[Stored records]
------------------------------------------------------------------------

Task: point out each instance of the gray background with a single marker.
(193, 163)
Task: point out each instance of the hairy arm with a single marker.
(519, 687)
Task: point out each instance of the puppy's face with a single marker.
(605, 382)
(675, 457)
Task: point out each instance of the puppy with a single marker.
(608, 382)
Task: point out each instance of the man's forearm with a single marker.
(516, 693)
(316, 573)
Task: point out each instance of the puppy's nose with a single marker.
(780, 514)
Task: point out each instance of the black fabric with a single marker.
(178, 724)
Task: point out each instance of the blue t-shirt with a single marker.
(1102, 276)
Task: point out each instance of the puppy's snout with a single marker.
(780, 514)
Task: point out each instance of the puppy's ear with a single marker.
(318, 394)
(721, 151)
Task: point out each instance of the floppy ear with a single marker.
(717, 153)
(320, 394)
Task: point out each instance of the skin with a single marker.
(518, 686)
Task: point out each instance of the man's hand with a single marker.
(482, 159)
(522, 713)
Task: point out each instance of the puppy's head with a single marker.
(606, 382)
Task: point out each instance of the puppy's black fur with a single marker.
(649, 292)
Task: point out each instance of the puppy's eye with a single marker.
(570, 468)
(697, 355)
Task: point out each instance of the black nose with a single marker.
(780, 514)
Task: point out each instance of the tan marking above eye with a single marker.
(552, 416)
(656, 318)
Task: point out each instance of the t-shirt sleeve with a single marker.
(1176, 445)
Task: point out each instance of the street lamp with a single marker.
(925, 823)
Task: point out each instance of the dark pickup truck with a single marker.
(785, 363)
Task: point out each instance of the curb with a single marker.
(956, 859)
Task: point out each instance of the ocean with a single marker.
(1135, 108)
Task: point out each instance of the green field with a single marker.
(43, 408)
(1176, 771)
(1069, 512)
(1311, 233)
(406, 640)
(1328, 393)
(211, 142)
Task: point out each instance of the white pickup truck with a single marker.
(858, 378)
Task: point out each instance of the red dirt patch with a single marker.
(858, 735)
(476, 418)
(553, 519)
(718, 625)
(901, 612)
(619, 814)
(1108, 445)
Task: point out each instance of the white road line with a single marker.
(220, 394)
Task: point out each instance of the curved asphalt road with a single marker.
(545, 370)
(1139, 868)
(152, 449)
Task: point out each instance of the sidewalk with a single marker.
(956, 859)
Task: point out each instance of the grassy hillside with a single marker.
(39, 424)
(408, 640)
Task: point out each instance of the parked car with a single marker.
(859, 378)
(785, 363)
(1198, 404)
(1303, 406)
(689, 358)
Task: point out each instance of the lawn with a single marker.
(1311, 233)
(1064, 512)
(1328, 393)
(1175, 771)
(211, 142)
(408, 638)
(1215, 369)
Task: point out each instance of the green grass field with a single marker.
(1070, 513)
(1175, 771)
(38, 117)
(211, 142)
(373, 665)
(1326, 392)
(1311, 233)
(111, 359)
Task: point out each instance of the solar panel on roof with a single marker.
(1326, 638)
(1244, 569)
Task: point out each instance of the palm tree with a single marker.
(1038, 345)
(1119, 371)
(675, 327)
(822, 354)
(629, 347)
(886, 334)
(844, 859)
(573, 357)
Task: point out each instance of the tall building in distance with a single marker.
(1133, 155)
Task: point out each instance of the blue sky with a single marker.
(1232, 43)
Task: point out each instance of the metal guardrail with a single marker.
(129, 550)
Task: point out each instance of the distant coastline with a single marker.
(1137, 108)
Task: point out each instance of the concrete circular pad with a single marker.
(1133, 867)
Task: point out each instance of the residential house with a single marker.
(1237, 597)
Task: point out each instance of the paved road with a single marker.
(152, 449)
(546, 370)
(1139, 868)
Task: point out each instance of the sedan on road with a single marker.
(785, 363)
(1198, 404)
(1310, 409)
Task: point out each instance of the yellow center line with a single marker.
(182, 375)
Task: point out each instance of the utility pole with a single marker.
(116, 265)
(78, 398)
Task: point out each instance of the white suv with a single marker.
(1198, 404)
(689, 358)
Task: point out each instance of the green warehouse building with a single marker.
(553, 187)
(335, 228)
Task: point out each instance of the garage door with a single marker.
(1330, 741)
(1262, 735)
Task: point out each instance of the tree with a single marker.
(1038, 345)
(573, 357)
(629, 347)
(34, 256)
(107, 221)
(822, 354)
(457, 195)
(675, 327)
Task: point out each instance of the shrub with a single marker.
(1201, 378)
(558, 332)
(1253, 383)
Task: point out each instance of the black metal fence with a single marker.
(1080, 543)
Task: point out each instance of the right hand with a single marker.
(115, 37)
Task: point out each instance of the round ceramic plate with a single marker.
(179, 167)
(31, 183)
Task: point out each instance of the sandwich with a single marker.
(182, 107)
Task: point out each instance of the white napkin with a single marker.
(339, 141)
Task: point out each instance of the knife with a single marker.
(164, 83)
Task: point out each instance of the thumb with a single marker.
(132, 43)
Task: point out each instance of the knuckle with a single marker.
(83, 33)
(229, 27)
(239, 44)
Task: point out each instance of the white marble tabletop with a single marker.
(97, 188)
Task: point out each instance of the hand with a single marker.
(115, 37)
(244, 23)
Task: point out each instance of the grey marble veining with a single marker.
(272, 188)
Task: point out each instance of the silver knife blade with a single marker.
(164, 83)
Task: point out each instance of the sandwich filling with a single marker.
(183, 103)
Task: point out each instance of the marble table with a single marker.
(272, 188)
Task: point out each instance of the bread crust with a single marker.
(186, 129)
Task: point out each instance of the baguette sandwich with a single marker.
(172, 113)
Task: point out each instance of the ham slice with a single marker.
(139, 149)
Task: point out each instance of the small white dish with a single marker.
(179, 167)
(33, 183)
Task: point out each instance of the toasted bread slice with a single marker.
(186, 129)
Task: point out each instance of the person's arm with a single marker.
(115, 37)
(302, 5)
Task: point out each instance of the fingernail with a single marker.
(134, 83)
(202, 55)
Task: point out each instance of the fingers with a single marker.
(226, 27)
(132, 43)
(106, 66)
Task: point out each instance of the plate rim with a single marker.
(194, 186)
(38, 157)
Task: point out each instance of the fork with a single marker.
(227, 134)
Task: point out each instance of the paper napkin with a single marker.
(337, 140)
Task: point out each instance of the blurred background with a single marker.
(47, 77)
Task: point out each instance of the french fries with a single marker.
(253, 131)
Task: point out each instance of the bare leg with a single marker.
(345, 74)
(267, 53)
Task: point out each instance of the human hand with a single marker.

------------------------------------------------------------------------

▸ **WRITTEN REQUEST**: Switch every "single marker" in the records to "single dot" and write them out again, leaving everything else unchanged.

▸ **OUTPUT OF THE TASK**:
Task: point out each instance of the gray background with a single dot.
(193, 163)
Task: point out each instance of the hairy arm with a single dot.
(519, 687)
Task: point out each instance of the puppy's face with a single dot.
(605, 382)
(675, 457)
Task: point out each instance of the puppy with a single dot.
(608, 382)
Task: point out each instance of the man's forearm with a single dot.
(516, 693)
(316, 573)
Task: point out each instance of the puppy's nose with a single dot.
(780, 514)
Task: point out each instance of the black fabric with a single dot.
(178, 724)
Task: point out each instance of the blue t-shirt with a single dot.
(1102, 276)
Task: point out each instance of the puppy's snout with a single dot.
(780, 514)
Task: point out each instance of the puppy's ear with a single dot.
(318, 394)
(721, 151)
Task: point out each instance of the floppy ear with a single dot.
(717, 153)
(320, 394)
Task: point out each instance of the skin with a single dot.
(518, 686)
Task: point out each instance of the man's hand with a single dot.
(482, 159)
(522, 713)
Task: point out each instance of the puppy's head with a single dot.
(606, 382)
Task: point out each instance of the puppy's black fur with a single dot.
(649, 292)
Task: point out each instance of the puppy's eye with a single dot.
(570, 468)
(697, 355)
Task: point out each instance of the black nose with a single dot.
(780, 514)
Task: point out each instance of the tan marking above eye with a single dot.
(552, 416)
(656, 318)
Task: point out each instance of the t-shirt sleeve with a single dot.
(1176, 445)
Task: point out each instance of the street lamp with a single dot.
(925, 823)
Task: point out each instance of the dark pickup truck with a single dot.
(785, 363)
Task: point out each instance of the curb with a single dot.
(956, 859)
Task: point out each instance of the ocean with a single dot.
(1135, 108)
Task: point out each instance of the green field with a single dot.
(43, 408)
(1176, 771)
(1069, 512)
(1311, 233)
(406, 640)
(1328, 393)
(211, 142)
Task: point out each instance of the white pickup truck with a single dot.
(858, 378)
Task: point out each instance of the red dirt patch with a single dot.
(858, 735)
(476, 418)
(553, 519)
(718, 625)
(901, 612)
(619, 814)
(1108, 445)
Task: point out each instance of the white road line with a single dot.
(220, 394)
Task: point out each instance of the curved asphalt road with a single dot.
(545, 370)
(1139, 868)
(152, 449)
Task: point out each instance of the sidewalk with a single dot.
(956, 859)
Task: point out each instance of the grassy hillside with a single dot.
(39, 424)
(408, 640)
Task: point out each instance of the parked car with a single dot.
(859, 378)
(785, 363)
(1198, 404)
(1303, 406)
(689, 358)
Task: point out each instance of the lawn with a single dot.
(1311, 233)
(1064, 512)
(1328, 393)
(1175, 771)
(211, 142)
(408, 638)
(1215, 369)
Task: point out each instance of the green grass field with a single dot.
(1070, 513)
(1175, 771)
(38, 117)
(211, 142)
(373, 665)
(1326, 392)
(1311, 233)
(111, 359)
Task: point out each instance of the solar panel on roof with a single dot.
(1326, 638)
(1244, 569)
Task: point out each instance of the palm tree with a single dot.
(1038, 345)
(1119, 371)
(675, 327)
(822, 354)
(629, 347)
(886, 334)
(844, 859)
(573, 357)
Task: point out each instance of the tall building in distance with a single dot.
(1133, 155)
Task: point out each instance of the blue sky with a single dot.
(1232, 43)
Task: point out each instance of the metal guardrail with a single dot.
(129, 550)
Task: point out each instance of the distant coastline with a single dot.
(1137, 108)
Task: point out each instance of the concrete circular pad with a single dot.
(1133, 867)
Task: point out each instance of the residential house with a single dot.
(1237, 597)
Task: point out each instance of the paved road with a single dot.
(152, 449)
(546, 370)
(1139, 868)
Task: point out each instance of the sedan on road with a single dot.
(785, 363)
(1198, 404)
(1310, 409)
Task: point out each instance of the yellow center line with a single dot.
(182, 375)
Task: point out each instance of the utility pole with a single dot.
(116, 265)
(78, 398)
Task: point out each instance of the white suv with a single dot.
(1198, 404)
(689, 358)
Task: point out each instance of the green warehouse building with a single dot.
(553, 187)
(335, 228)
Task: point out each instance of the garage door with a single dot.
(1330, 741)
(1262, 735)
Task: point out each instance of the tree with a single dot.
(1038, 345)
(573, 357)
(629, 347)
(34, 256)
(107, 221)
(822, 354)
(457, 195)
(675, 327)
Task: point out each instance of the shrub with a single dot.
(1201, 378)
(558, 332)
(1253, 383)
Task: point out each instance of the black metal fence with a single dot.
(1080, 543)
Task: point out each instance of the right hand with a single dot.
(115, 37)
Task: point out each instance of the round ceramic plate with a single dot.
(179, 167)
(31, 183)
Task: point out each instance of the sandwich with a single dot.
(182, 107)
Task: point out each instance of the white napkin with a single dot.
(339, 141)
Task: point out each instance of the knife with a single dot.
(164, 83)
Task: point out each instance of the thumb with a single dot.
(132, 43)
Task: point out each instance of the knuckle with a single dot.
(83, 33)
(229, 27)
(239, 44)
Task: point out each instance of the white marble tabletop with a single dot.
(97, 188)
Task: point out each instance of the hand with a single dot.
(115, 37)
(244, 23)
Task: point out each instance of the grey marble veining with a single dot.
(272, 188)
Task: point out each instance of the silver knife blade with a single dot.
(164, 83)
Task: point out each instance of the sandwich filling with a single dot.
(183, 103)
Task: point out each instance of the marble table with a single dot.
(272, 188)
Task: point out each instance of the bread crust with a single dot.
(186, 129)
Task: point out each instance of the baguette sandwich with a single dot.
(172, 113)
Task: point out each instance of the ham slice with a single dot.
(139, 149)
Task: point out each instance of the small white dish with a single dot.
(179, 167)
(33, 183)
Task: point out each instance of the toasted bread slice with a single dot.
(186, 129)
Task: point out each instance of the person's arm with a single dot.
(115, 37)
(302, 5)
Task: point out each instance of the fingernail with a single dot.
(134, 83)
(202, 55)
Task: point out each instance of the fingers with a single dot.
(226, 27)
(132, 43)
(106, 66)
Task: point out each instance of the plate rim with a single dot.
(194, 186)
(38, 157)
Task: point out each instance of the fork with a single dot.
(227, 134)
Task: point out each instance of the paper napkin with a single dot.
(337, 140)
Task: point out each instance of the blurred background with a single dot.
(47, 77)
Task: point out each instance of the french fries with a single dot.
(253, 131)
Task: point out each instance of the bare leg with a single dot.
(345, 74)
(267, 53)
Task: point out each instance of the human hand with a single dot.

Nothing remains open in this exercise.